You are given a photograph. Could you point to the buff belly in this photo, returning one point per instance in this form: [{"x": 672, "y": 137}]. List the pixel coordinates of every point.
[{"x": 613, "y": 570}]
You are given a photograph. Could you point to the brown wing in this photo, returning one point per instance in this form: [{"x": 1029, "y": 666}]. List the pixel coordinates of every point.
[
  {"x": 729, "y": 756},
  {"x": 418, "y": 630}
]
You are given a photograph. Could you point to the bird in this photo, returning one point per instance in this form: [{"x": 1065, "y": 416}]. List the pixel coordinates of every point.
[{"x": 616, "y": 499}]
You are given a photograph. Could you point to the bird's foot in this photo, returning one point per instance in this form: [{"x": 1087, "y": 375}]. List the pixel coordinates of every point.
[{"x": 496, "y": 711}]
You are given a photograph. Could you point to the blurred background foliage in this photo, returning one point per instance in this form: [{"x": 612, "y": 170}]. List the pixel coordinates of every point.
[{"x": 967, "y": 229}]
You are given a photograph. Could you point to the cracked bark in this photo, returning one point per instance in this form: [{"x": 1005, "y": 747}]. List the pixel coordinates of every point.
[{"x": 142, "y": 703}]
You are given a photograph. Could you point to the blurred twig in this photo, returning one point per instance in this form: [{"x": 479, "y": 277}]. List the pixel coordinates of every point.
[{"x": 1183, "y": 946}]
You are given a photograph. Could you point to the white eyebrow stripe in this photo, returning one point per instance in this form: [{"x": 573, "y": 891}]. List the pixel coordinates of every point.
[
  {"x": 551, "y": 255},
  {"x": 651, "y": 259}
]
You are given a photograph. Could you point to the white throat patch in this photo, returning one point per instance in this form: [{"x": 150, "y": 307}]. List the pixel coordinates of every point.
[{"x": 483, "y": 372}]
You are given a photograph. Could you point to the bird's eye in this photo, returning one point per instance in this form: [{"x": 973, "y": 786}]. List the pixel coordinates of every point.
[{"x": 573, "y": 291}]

_____

▶ _Exercise goal_:
In the records above, locate the line that contains "You are given a photograph. Could you point to the cracked". Repeat it and every line after it, exactly, and nothing else.

▶ _Result of this exercise_:
You are given a photograph. Could you point to the cracked bark in this photo, returning one point per instance in this form: [{"x": 1005, "y": 747}]. List the pixel coordinates of every point.
[{"x": 142, "y": 703}]
You are given a photograph. Could you point to the blurred twig in this photo, returning one point per instance in this form: [{"x": 479, "y": 277}]. List the pixel coordinates of every point.
[{"x": 1183, "y": 946}]
You are given a photograph. Could you point to the white eyebrow stripe in this photo, returning one point per instance in this form: [{"x": 573, "y": 891}]. List the pixel coordinates of every point.
[
  {"x": 551, "y": 255},
  {"x": 651, "y": 259}
]
You are given a photograph. Could you point to the white throat patch in this photo, returning one point per instance in this form: [{"x": 150, "y": 307}]. List the pixel coordinates of every point.
[{"x": 483, "y": 372}]
You are given a photograph. Could you point to the bird's eye in this photo, returning one point per instance in this form: [{"x": 973, "y": 786}]. List the pixel coordinates of every point.
[{"x": 573, "y": 291}]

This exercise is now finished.